Quoted text
--- START ---
Discussion:
[m-dev.] [m-users.] Comparison in the reference manual
Julien Fischer
2015-11-15 22:38:28 UTC
Permalink
Hi Mark,
Moved to developers list...
While answering a question on IRC I tried to find the relevant part in the
reference manual for comparison. Specifically that the order of functors in
a type declaration is significant. But I could not find it.
Regarding the more general question, the standard orderings for char
and string are documented as system-dependent in the corresponding
library modules.
I'm quite sure ints and floats were intended to have the mathematical
ordering, with the usual caveats about floating point equality; I know
I have written code that relies on this. But it's undocumented and
thus undefined, strictly speaking.
Tuples are undocumented. Comparison for pred and func types can't be
implemented, so the point is moot.
I'm wondering, can the language define a bit more than it has thus
far?
I think that's a good idea; I suspect most users have been assuming more
than that language actually guarantees anyway.
The idea would be to provide some useful theorems, while being
careful not to constrain implementations too much. Here are some
int: Define it as having the mathematical ordering, and require
implementations to disallow overflowing literals. The latter is so you
don't have 9223372036854775808 < 0 being true. (You may still have
9223372036854775807 + 1 < 0, since the + operation is undefined on
overflow.)
float: We can at least say that < and > never contradict the
mathematical ordering, even if = can due to lack of precision. Can we
assume implementations may use +/- infinity?
If we are assuming IEEE 754 floats, yes. For all of our current
backends that is definitely yes.
Otherwise a caveat on overflowing float literals may be needed.
--- END ---
Records supplied
--- START ---
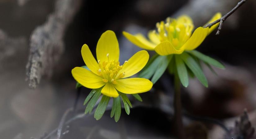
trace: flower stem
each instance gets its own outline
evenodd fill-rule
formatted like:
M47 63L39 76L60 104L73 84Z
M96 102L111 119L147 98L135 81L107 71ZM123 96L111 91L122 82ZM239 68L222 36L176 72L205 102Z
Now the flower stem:
M176 71L177 71L177 70ZM174 74L174 120L177 137L180 139L185 138L185 134L182 114L182 106L181 99L181 83L178 73Z

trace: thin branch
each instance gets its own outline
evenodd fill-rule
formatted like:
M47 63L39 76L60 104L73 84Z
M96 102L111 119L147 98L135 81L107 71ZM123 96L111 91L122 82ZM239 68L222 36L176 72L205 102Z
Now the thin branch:
M223 25L223 23L224 22L224 21L227 19L229 16L234 13L234 12L235 12L235 11L236 11L237 9L241 6L242 6L243 4L245 2L247 1L247 0L242 0L240 2L237 3L237 5L236 6L236 7L234 7L231 11L230 11L229 12L226 14L225 15L222 17L221 18L214 21L211 23L205 25L204 27L205 28L207 27L210 27L213 25L219 22L220 25L219 26L219 27L218 28L218 31L217 32L217 33L216 33L216 35L218 35L220 33L220 31L221 30L221 29L222 28L222 26Z
M73 108L70 108L67 110L64 114L63 115L61 120L61 122L60 123L60 124L59 125L59 127L58 128L58 130L57 132L57 139L60 139L61 138L61 130L62 130L62 127L65 124L65 122L66 118L67 116L68 116L69 113L70 112L73 111Z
--- END ---
Problems
**1.** List every type the thread names when it discusses how values are ordered in comparisons.
**2.** Turn the lines of the listing into a numbered list, omitting blank lines and the picture.

The replies
**1.** char, string, int, float, tuples, pred, func

**2.**
1. trace: flower stem
2. each instance gets its own outline
3. evenodd fill-rule
4. formatted like:
5. M47 63L39 76L60 104L73 84Z
6. M96 102L111 119L147 98L135 81L107 71ZM123 96L111 91L122 82ZM239 68L222 36L176 72L205 102Z
7. Now the flower stem:
8. M176 71L177 71L177 70ZM174 74L174 120L177 137L180 139L185 138L185 134L182 114L182 106L181 99L181 83L178 73Z
9. trace: thin branch
10. each instance gets its own outline
11. evenodd fill-rule
12. formatted like:
13. M47 63L39 76L60 104L73 84Z
14. M96 102L111 119L147 98L135 81L107 71ZM123 96L111 91L122 82ZM239 68L222 36L176 72L205 102Z
15. Now the thin branch:
16. M223 25L223 23L224 22L224 21L227 19L229 16L234 13L234 12L235 12L235 11L236 11L237 9L241 6L242 6L243 4L245 2L247 1L247 0L242 0L240 2L237 3L237 5L236 6L236 7L234 7L231 11L230 11L229 12L226 14L225 15L222 17L221 18L214 21L211 23L205 25L204 27L205 28L207 27L210 27L213 25L219 22L220 25L219 26L219 27L218 28L218 31L217 32L217 33L216 33L216 35L218 35L220 33L220 31L221 30L221 29L222 28L222 26Z
17. M73 108L70 108L67 110L64 114L63 115L61 120L61 122L60 123L60 124L59 125L59 127L58 128L58 130L57 132L57 139L60 139L61 138L61 130L62 130L62 127L65 124L65 122L66 118L67 116L68 116L69 113L70 112L73 111Z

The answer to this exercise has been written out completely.